▶ Problem details:
Could you rewrite the lines below as a numbered list and leave out any blank lines?

▶ Data records:
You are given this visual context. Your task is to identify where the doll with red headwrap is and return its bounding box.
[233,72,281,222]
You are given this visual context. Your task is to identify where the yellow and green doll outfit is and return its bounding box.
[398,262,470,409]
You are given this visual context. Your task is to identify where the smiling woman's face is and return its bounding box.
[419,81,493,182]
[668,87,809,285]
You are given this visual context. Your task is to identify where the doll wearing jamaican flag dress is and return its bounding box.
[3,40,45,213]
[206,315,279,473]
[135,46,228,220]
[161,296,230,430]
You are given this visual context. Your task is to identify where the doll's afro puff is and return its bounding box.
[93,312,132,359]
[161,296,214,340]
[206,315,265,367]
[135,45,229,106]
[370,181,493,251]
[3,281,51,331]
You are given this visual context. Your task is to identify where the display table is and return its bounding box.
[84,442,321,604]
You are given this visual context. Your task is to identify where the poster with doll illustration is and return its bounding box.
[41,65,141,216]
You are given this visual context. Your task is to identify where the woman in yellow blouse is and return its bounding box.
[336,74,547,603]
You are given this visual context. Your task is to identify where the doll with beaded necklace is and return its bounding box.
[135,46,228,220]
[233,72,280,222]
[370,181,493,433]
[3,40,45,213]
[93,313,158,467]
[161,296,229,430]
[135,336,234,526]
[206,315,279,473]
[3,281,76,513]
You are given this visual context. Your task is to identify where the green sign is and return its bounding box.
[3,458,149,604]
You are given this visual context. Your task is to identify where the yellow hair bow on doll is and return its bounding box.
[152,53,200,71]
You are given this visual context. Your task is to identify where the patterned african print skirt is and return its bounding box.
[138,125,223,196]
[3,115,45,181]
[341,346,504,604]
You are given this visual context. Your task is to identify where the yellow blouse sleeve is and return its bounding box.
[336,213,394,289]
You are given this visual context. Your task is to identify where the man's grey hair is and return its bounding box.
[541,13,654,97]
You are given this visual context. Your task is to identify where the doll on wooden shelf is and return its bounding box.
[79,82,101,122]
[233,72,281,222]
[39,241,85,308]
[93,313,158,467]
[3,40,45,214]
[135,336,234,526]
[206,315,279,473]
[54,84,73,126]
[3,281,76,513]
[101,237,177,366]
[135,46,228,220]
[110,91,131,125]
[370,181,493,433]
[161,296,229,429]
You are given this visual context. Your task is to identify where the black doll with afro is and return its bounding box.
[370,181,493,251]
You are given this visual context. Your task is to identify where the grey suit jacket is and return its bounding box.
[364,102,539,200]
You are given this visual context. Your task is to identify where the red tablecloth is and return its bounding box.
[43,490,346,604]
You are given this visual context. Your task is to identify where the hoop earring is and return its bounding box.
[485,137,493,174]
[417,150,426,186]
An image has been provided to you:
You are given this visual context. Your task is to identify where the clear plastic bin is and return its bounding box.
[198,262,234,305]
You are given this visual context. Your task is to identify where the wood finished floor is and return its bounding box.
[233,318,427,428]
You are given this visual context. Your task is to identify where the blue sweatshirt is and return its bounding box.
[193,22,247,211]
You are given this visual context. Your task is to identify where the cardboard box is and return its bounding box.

▶ Exercise response:
1. You are given this visual context. Your task is to identify where the doll with red headwrap is and return its bounding box.
2. [233,72,281,222]
3. You are given this visual context. Your task is to identify where the yellow and green doll outfit is and return its bounding box.
4. [398,262,470,409]
5. You are given this visual context. Your task is to identify where the smiling woman's face is and return its bounding box.
6. [419,81,493,182]
7. [668,87,809,285]
8. You are given this visual context. Your task is to identify where the doll wearing jamaican flag dress is and return its bounding box.
9. [3,40,45,213]
10. [206,315,279,473]
11. [135,46,228,220]
12. [161,296,230,430]
13. You are given this visual context. Your task is to identify where the doll's afro puff is and return its bounding box.
14. [93,312,132,359]
15. [161,296,214,340]
16. [206,315,265,367]
17. [135,45,229,106]
18. [370,181,493,251]
19. [3,281,51,331]
20. You are given this visual context. Your task is to identify where the display table is and return its bounding box.
21. [84,442,321,604]
22. You are given this visual context. Your task is to identify where the poster with doll illustration is and return its bounding box.
23. [41,65,141,216]
24. You are given this visual context. Your task is to identify where the woman in yellow blouse is and return its bounding box.
25. [336,74,547,603]
26. You are given this visual context. Your task is to identify where the doll with beaded necklace is and return its bounding box.
27. [135,46,228,220]
28. [233,72,280,222]
29. [370,181,493,433]
30. [3,40,45,213]
31. [93,313,158,467]
32. [161,296,229,430]
33. [135,336,234,526]
34. [206,315,279,473]
35. [3,281,76,513]
36. You are given this visual context. Your task is to identify where the green sign is and return its bounding box.
37. [3,458,149,604]
38. You are given this visual context. Your task is to identify where the yellow hair bow on doll is and return its bounding box.
39. [152,53,200,71]
40. You are given this visual context. Your task is to identify where the patterned african print skirt is and return its bounding box.
41. [138,125,223,196]
42. [3,115,45,181]
43. [341,346,504,604]
44. You are given this visual context. Your task is to identify where the yellow blouse sleeve is and return its bounding box.
45. [336,213,394,289]
46. You are given this visual context. Your task is to identify where the man's grey hair is and return its bounding box.
47. [541,13,654,97]
48. You are given this visual context. Your task is to identify where the doll on wooden shelf is and return its bounding box.
49. [79,82,101,122]
50. [233,72,281,222]
51. [39,241,85,308]
52. [93,313,158,467]
53. [3,40,45,214]
54. [135,336,234,526]
55. [206,315,279,473]
56. [54,84,73,126]
57. [3,281,76,513]
58. [101,237,177,366]
59. [135,46,228,220]
60. [110,91,131,125]
61. [370,181,493,433]
62. [161,296,229,429]
63. You are given this visual context. Your task is to identify where the black doll with afro is and return its bounding box.
64. [370,181,493,251]
65. You are given this visual context. Your task is to identify where the grey suit jacket is and return its bounding box.
66. [364,102,539,200]
67. You are given this visual context. Your task is to identify where the red tablecloth is and return its bounding box.
68. [43,490,346,604]
69. You are given this visual context. Your task is to identify where the hoop earring is and return its bounding box.
70. [485,137,493,174]
71. [417,150,426,186]
72. An image has been provided to you:
73. You are given this visual context. Your task is to identify where the clear plastic bin is and return its bounding box.
74. [198,262,234,305]
75. You are given this visual context. Your task is to identify where the wood finished floor is and return its bounding box.
76. [233,318,427,428]
77. You are given this visual context. Your task is to identify where the blue sweatshirt is and return its bounding box.
78. [193,22,247,211]
79. You are given this visual context. Your task is to identify where the cardboard box is and return its bounding box.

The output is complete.